Start of Task inputs

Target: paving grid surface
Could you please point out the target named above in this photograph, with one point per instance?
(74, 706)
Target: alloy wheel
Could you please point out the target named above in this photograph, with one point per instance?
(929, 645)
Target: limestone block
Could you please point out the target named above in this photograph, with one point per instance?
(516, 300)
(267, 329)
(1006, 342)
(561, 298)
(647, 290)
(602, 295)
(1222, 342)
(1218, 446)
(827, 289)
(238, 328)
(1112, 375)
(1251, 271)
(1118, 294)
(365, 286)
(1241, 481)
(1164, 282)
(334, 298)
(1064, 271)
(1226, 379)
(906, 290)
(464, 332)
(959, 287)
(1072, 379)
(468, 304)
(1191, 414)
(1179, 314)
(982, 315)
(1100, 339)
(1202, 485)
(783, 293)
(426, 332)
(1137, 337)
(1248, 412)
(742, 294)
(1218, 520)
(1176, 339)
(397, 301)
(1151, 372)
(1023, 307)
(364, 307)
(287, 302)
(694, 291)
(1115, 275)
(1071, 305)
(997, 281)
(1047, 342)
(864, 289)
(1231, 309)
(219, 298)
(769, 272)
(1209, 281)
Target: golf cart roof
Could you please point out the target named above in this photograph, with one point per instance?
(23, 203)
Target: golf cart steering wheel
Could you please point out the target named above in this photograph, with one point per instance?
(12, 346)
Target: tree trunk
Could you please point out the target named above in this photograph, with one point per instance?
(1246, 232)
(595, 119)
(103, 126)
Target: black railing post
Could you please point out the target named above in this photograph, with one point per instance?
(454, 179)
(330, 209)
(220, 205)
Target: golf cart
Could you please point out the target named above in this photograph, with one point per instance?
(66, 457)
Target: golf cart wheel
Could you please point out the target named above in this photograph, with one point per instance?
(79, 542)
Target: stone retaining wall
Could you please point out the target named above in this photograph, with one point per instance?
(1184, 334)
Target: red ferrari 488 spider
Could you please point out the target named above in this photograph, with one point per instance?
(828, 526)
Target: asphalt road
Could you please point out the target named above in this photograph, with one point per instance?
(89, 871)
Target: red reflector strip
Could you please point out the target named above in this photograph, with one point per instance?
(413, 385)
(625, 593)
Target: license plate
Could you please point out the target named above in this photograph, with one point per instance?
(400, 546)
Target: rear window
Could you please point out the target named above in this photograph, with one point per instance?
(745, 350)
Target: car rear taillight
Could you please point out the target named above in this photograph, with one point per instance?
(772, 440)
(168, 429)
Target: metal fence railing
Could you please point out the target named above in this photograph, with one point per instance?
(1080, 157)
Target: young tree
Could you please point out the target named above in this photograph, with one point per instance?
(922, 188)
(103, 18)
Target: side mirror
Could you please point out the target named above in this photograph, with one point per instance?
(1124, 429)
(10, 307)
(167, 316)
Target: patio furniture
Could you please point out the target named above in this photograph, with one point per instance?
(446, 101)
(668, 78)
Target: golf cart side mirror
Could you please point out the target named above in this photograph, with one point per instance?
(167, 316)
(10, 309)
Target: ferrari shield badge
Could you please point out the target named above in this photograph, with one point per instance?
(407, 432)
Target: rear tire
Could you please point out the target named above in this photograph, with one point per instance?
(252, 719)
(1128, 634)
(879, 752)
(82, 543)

End of Task inputs

Exercise goal –
Repeat the preceding lines exactly, please, every one of them.

Finished exercise –
Target: paving grid surface
Could you please point out the target named above in this photograph, with one point per instance?
(74, 706)
Target: alloy wheel
Could you please point out the target named above in this photograph, with one point per instance?
(929, 645)
Target: limestone block
Could you please point out the target named above in this photograph, with one point per instance?
(516, 300)
(267, 329)
(1006, 342)
(561, 298)
(647, 290)
(602, 295)
(1222, 342)
(1218, 446)
(827, 289)
(238, 328)
(1112, 375)
(1251, 271)
(1118, 294)
(365, 286)
(1241, 481)
(1164, 282)
(334, 298)
(1064, 271)
(1226, 379)
(906, 290)
(464, 332)
(959, 287)
(1072, 379)
(468, 304)
(1191, 414)
(1179, 314)
(982, 315)
(1100, 339)
(1202, 485)
(783, 293)
(426, 332)
(1137, 337)
(1248, 412)
(742, 294)
(1218, 520)
(1176, 339)
(397, 301)
(1151, 372)
(1023, 307)
(364, 307)
(287, 302)
(694, 291)
(1115, 275)
(1071, 305)
(997, 281)
(1047, 342)
(864, 289)
(1231, 309)
(219, 298)
(769, 272)
(1209, 281)
Target: golf cart roof
Could you please point out the target named above in this photograph, with one point per instance?
(23, 203)
Target: golf cart steering wheel
Could you please point out the target named above in this photograph, with one point per instance?
(12, 346)
Target: tree trunk
Could you please point out the target named above in this photograph, with one point per instance?
(1246, 232)
(595, 119)
(103, 126)
Target: black railing post
Could you please point out the target named above in this photograph, with one point per instance?
(454, 179)
(330, 209)
(220, 205)
Target: golf cart
Could you please point out the target named above in this photograph, with one point per instance?
(66, 457)
Target: golf cart wheel
Could you please point out the target named above in this photograph, with one point per instance?
(79, 542)
Target: stone retaining wall
Could you please point out the target named above in this photograph, with one point per instance?
(1184, 334)
Target: red ferrari 488 spider
Could you please point out the target named above in this photograph, with one point per instance?
(828, 526)
Target: asphalt road
Could you please point out the target named above in this photograph, with one point per instance?
(89, 871)
Target: red reflector strip
Could you please point out the target named above in this photograph, with one point per instance?
(413, 385)
(625, 593)
Target: license plate
Could you please point out the target named above in this photograph, with one point per instance?
(400, 546)
Target: rear window
Could you please point out the target named above in this photograph, with one point per instance?
(745, 350)
Target: car rear taillight
Could you please point out the target named above in this photograph, with one point per instance?
(772, 440)
(168, 429)
Target: metal fence railing
Could you please point out the target named above in this photograph, with one point per instance?
(1080, 157)
Target: young tree
Could you please point out the target named above in this photograph, with one point per instance?
(922, 188)
(103, 18)
Target: side mirror
Could you please point out the target named above in this photograph, with one point per instance?
(1124, 429)
(10, 307)
(167, 316)
Target: patio furniture
Could you please point out the target named above in this photograph, with one point per instance?
(446, 101)
(668, 78)
Target: golf cart side mirror
Could you please point out the target named above in this photograph, with one point per instance?
(167, 316)
(10, 309)
Target: ferrari shield badge
Could you please point out the target named above in this photograph, with one point per instance?
(407, 432)
Target: rear tire
Could you please point out the target named above in this photograph, with one point per instance?
(252, 719)
(1128, 634)
(879, 752)
(82, 543)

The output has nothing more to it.